Requirement:
Turn the lines of the records below into a JSON list of strings, one string per line, with blank lines left out. Take only the lines starting at the one that contains "Could you please pick out the shadow" and ending with the last line of the records.
- - -
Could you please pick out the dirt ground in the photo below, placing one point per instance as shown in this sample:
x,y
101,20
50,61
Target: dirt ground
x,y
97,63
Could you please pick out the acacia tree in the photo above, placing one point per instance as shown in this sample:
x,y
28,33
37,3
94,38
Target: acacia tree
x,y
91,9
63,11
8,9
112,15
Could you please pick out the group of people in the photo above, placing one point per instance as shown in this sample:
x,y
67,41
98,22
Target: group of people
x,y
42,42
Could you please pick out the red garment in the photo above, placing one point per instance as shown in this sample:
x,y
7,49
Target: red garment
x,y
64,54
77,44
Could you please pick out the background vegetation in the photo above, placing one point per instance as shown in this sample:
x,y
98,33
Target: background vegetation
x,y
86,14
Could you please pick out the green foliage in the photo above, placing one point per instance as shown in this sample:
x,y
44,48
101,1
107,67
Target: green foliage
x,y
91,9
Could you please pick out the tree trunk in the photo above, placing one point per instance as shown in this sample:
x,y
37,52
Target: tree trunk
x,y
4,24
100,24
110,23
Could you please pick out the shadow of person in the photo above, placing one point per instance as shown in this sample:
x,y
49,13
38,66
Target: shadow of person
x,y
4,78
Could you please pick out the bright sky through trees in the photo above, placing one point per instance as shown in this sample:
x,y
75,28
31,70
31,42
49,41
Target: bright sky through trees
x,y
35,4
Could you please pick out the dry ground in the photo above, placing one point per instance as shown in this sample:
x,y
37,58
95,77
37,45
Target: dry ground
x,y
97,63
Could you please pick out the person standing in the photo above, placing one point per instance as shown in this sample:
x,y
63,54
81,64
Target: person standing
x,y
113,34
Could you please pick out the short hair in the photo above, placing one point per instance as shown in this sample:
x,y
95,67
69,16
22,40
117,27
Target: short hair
- - -
Response to this task:
[
  "Could you please pick out the shadow of person in the photo above, placing one point per instance as shown in this sample:",
  "x,y",
  "49,13",
  "38,66",
  "Target: shadow of person",
  "x,y",
  "4,78",
  "Could you please pick out the bright sky through trees in the photo above, placing one point per instance as shown in this sample:",
  "x,y",
  "75,28",
  "31,70",
  "31,42",
  "49,41",
  "Target: bright sky through trees",
  "x,y",
  "35,4",
  "Could you please pick out the dry ground in the photo above, placing one point per instance as shown in this sample:",
  "x,y",
  "37,58",
  "95,77",
  "37,45",
  "Target: dry ground",
  "x,y",
  "97,63",
  "Could you please pick out the person standing in the photo above, placing one point per instance as shown in this sample:",
  "x,y",
  "63,54",
  "81,64",
  "Target: person standing",
  "x,y",
  "113,34",
  "Could you please pick out the short hair in the photo above, placing one point per instance as shown in this sample:",
  "x,y",
  "95,67",
  "69,16",
  "22,40",
  "117,27",
  "Target: short hair"
]